Text extract:
───

Compilation album by Mick Jagger
- Released: 1 October 2007
- Recorded: 1968–2007
- Length: 72:04
- Label: WEA/Rhino
- Producer: Mick Jagger, Lenny Kravitz, Rick Rubin, John Lennon, Bill Laswell, David A. Stewart, Clive Langer, Alan Winstanley, Jack Nitzsche, Matt Clifford, Marti Frederiksen, Peter Tosh, Robert Shakespeare

Mick Jagger chronology
| Alfie (2004) | The Very Best of Mick Jagger (2007) |  |

Singles from The Very Best of Mick Jagger
- "Charmed Life" Released: 2008;

= The Very Best of Mick Jagger =

The Very Best of Mick Jagger is a compilation album that was released worldwide on 1 October 2007 and the following day in the United States on WEA/Rhino Records. This 17-track release is the first ever overview of Mick Jagger's solo career.

───

Information shown:
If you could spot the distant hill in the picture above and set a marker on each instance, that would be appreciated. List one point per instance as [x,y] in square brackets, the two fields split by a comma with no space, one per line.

───

Challenges:
**1.** Can you reproduce the album text, everything from "Mick Jagger chronology" down to "Jagger's solo career.", swapping "worldwide" for "across the world"?
**2.** How would you restate the paragraph of the album text that begins "The Very Best of Mick Jagger is a compilation album" more briefly, keeping its main facts?

Answers for the exercise:
**1.**
Mick Jagger chronology
| Alfie (2004) | The Very Best of Mick Jagger (2007) |  |

Singles from The Very Best of Mick Jagger
- "Charmed Life" Released: 2008;

= The Very Best of Mick Jagger =

The Very Best of Mick Jagger is a compilation album that was released across the world on 1 October 2007 and the following day in the United States on WEA/Rhino Records. This 17-track release is the first ever overview of Mick Jagger's solo career.

**2.** The Very Best of Mick Jagger, a 17-track compilation on WEA/Rhino Records, came out worldwide on 1 October 2007 and in the United States a day later. It is the first overview of Mick Jagger's solo career.